INSTRUCTIONS FOR THE TASK: When you come to the line with "Tag the jacket zipper", begin repeating; continue exactly through the final line of the records and include nothing from before.

::::

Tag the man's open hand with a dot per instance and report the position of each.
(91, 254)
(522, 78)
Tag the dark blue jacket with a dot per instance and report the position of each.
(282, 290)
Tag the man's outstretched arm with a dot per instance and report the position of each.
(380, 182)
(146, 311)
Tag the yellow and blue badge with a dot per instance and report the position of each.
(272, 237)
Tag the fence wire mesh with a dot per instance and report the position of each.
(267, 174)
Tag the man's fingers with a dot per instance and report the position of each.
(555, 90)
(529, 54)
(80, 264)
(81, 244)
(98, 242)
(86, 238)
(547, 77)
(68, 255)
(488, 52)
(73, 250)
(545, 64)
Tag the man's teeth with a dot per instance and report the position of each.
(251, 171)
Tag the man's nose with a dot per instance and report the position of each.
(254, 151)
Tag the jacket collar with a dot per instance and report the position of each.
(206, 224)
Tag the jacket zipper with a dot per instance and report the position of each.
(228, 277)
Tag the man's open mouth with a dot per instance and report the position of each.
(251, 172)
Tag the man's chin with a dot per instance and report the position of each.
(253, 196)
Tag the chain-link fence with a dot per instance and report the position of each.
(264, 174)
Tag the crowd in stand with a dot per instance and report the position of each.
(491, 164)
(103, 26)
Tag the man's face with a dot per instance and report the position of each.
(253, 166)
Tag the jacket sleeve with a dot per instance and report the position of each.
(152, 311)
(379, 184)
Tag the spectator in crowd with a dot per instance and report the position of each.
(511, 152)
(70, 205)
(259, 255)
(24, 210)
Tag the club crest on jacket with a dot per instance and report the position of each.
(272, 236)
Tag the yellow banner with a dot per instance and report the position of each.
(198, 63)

::::

PROBLEM SOLUTION:
Tag the jacket zipper with a dot per instance and report the position of each.
(228, 277)
Tag the man's open mouth with a dot per instance and report the position of each.
(251, 172)
Tag the man's chin with a dot per instance and report the position of each.
(253, 196)
Tag the chain-link fence with a dot per instance and report the position of each.
(264, 174)
Tag the crowd in stand with a dot per instance and report the position of each.
(491, 164)
(103, 26)
Tag the man's face with a dot per instance and report the position of each.
(253, 166)
Tag the jacket sleeve with a dot per instance and report the position of each.
(152, 311)
(379, 184)
Tag the spectator in crowd with a dot per instance and report the position of each.
(511, 152)
(70, 205)
(259, 255)
(24, 210)
Tag the club crest on jacket with a dot per instance and report the position of each.
(272, 236)
Tag the yellow banner with a dot per instance and report the position of each.
(198, 63)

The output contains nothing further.